◆ What the task requires ◆
Are you able to quote each entry exactly as written?

## Begin

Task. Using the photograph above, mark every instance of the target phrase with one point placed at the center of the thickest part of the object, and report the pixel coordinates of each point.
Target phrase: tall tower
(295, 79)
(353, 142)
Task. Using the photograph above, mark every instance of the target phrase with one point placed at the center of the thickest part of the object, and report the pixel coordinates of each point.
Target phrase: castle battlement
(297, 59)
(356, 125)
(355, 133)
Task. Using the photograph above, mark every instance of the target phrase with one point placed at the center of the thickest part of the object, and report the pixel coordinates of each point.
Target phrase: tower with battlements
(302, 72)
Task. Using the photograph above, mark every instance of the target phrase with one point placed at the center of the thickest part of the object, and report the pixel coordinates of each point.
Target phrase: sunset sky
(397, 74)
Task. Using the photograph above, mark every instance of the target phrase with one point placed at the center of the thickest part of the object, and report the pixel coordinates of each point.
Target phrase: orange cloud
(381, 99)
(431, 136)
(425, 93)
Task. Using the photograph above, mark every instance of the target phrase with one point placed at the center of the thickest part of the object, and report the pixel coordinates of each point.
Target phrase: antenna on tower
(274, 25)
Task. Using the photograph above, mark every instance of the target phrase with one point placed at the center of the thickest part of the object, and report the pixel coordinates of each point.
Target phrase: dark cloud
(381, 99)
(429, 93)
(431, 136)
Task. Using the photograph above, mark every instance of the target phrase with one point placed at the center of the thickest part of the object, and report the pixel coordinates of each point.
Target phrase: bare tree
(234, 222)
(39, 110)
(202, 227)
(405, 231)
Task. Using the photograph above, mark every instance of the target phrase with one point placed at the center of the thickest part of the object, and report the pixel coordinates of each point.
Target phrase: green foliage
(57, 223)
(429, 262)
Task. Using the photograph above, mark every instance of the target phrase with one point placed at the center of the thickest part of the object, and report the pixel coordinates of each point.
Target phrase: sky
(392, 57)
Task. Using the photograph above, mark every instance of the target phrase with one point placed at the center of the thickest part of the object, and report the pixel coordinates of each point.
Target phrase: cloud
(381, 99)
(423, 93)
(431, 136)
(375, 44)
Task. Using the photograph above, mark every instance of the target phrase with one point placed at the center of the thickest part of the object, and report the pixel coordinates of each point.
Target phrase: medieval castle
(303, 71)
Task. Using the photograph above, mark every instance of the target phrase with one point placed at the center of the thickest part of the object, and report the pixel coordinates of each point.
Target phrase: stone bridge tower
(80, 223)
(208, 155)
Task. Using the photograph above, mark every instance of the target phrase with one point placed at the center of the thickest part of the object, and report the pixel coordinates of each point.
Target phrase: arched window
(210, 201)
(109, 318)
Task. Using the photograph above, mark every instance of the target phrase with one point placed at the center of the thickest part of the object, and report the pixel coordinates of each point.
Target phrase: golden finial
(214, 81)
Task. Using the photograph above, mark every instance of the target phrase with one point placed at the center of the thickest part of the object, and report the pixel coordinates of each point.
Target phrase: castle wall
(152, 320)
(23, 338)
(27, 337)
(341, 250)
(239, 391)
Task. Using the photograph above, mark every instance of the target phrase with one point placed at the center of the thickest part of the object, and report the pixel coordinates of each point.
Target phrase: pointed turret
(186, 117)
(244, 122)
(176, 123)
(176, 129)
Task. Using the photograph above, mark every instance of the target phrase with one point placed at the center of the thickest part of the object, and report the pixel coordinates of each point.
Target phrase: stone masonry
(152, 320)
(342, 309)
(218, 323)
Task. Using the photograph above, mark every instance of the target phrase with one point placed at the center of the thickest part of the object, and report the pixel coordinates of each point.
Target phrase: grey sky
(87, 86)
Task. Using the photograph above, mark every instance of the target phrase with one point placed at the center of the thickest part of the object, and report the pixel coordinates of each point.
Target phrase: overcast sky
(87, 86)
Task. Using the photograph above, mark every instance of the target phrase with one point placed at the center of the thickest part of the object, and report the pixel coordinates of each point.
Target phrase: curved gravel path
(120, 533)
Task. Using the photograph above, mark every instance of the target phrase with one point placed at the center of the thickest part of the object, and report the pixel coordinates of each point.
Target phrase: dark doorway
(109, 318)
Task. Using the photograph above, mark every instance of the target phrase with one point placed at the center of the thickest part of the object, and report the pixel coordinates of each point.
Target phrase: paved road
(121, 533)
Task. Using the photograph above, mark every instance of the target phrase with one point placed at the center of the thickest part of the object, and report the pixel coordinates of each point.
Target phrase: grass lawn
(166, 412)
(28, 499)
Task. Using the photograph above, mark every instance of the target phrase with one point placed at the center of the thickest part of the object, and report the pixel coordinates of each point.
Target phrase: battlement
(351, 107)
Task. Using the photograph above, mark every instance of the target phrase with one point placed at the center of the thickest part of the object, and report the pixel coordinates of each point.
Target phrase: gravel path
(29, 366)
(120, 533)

## End

◆ Answer below ◆
Task. Using the photograph above, mark every instance of the target phrase with one point placed at the center of the thickest part of the object, and report the pixel coordinates of each point.
Target phrase: tall tower
(295, 79)
(353, 142)
Task. Using the photograph above, mark every instance of the target phrase with one point placed at the center of the thickest part of the object, and report the pixel coordinates of each point.
Target phrase: castle battlement
(297, 59)
(356, 125)
(355, 133)
Task. Using the photograph above, mark every instance of the target phrase with one point placed at the center of the thickest part of the object, and report the pixel coordinates of each point.
Target phrase: tower with battlements
(302, 72)
Task. Using the photograph above, mark every instance of the target phrase with one point placed at the center of the thickest part of the object, and report the pixel coordinates of each point.
Target phrase: sunset sky
(397, 74)
Task. Using the photograph above, mark every instance of the target phrase with one point placed at the center of the thickest part of the object, and report the pixel coordinates of each point.
Target phrase: orange cloud
(381, 99)
(431, 136)
(425, 93)
Task. Using the photograph above, mark every instance of the target phrase with one point placed at the center of the thickest part of the object, and report the pixel coordinates of each point.
Target phrase: antenna on tower
(274, 25)
Task. Using the photograph above, mark every instance of the target phrase with one point placed at the center of the thickest part of the object, and report the pixel coordinates of each point.
Target phrase: dark cloud
(381, 99)
(429, 93)
(431, 136)
Task. Using the photograph above, mark every instance of the target phrase with one point placed at the center of the thickest part of the object, and report the pixel coordinates of each point.
Target phrase: bare tree
(234, 222)
(39, 110)
(202, 227)
(405, 231)
Task. Using the photograph above, mark every instance of the target phrase with one point placed at the center of the thickest part of the object, and report the pixel coordinates of each point.
Target phrase: green foliage
(57, 223)
(429, 262)
Task. Using the photograph above, mark every instance of the target phrase with one point placed at the center of the thickest part of the object, and report the pixel coordinates of each point.
Target phrase: sky
(392, 57)
Task. Using the photograph above, mark every instance of the target phrase with one point placed at the center of the thickest part of the object, and report the pixel coordinates of each point.
Target phrase: cloud
(381, 99)
(423, 93)
(431, 136)
(375, 44)
Task. Using the photograph above, mark every instance of the target phrase with one point placed at the center of the thickest part of the object, and report the pixel coordinates of each point.
Target phrase: medieval castle
(303, 71)
Task. Using the photograph above, mark every instance of the target phrase with one point placed at the center of the thickest part of the object, and report the pixel coordinates of each point.
Target phrase: stone bridge tower
(80, 223)
(208, 155)
Task. Using the photograph above, mark every instance of the target phrase with one point placed at the center of the thickest part of the object, and report the pixel coordinates of each point.
Target phrase: arched window
(210, 201)
(109, 318)
Task. Using the photograph above, mark every instance of the target phrase with one point placed at the center of the thickest part of the object, and report the pixel coordinates of each point.
Target phrase: golden finial
(214, 81)
Task. Using the photograph above, mark every instance of the target phrase with one point placed at the center of the thickest part of the object, and report the pixel coordinates of each point.
Target phrase: castle wall
(152, 320)
(23, 338)
(27, 337)
(341, 250)
(239, 391)
Task. Using the photograph above, mark every instance of the target phrase with one point placed at the center of the thickest part of the object, and report the pixel coordinates of each point.
Target phrase: pointed turret
(186, 117)
(244, 122)
(176, 123)
(176, 129)
Task. Using the photograph above, mark every instance of the target phrase with one point placed at the center of the thickest part of the object, and report the pixel coordinates of each point.
Target phrase: stone masonry
(152, 320)
(342, 309)
(218, 323)
Task. Using the photograph above, mark every instance of the target phrase with one point placed at the center of the thickest part of the object, and report the pixel coordinates of each point.
Target phrase: grey sky
(87, 86)
Task. Using the photograph above, mark every instance of the target phrase with one point placed at the center of the thickest part of the object, and report the pixel coordinates of each point.
Target phrase: overcast sky
(87, 86)
Task. Using the photograph above, mark every instance of the target phrase with one point placed at the center of the thickest part of the object, and report the pixel coordinates of each point.
Target phrase: curved gravel path
(120, 533)
Task. Using the photograph above, mark every instance of the target phrase with one point placed at the center of the thickest part of the object, and report the pixel coordinates of each point.
Target phrase: dark doorway
(109, 318)
Task. Using the photograph above, mark every instance of the target phrase with one point placed at the center of the thickest part of the object, and report the pixel coordinates of each point.
Target phrase: paved road
(121, 533)
Task. Using the photograph above, mark every instance of the target phrase with one point placed at the center of the thickest part of the object, and report the pixel coordinates of each point.
Target phrase: grass lawn
(166, 412)
(28, 499)
Task. Using the photograph above, mark every instance of the target phrase with one point placed at the center of the thickest part of the object, and report the pixel coordinates of each point.
Target phrase: battlement
(351, 107)
Task. Using the photograph above, mark every instance of the target phrase with one point placed at the center of the thickest part of the object, and report the pixel coordinates of each point.
Target phrase: gravel path
(29, 366)
(120, 533)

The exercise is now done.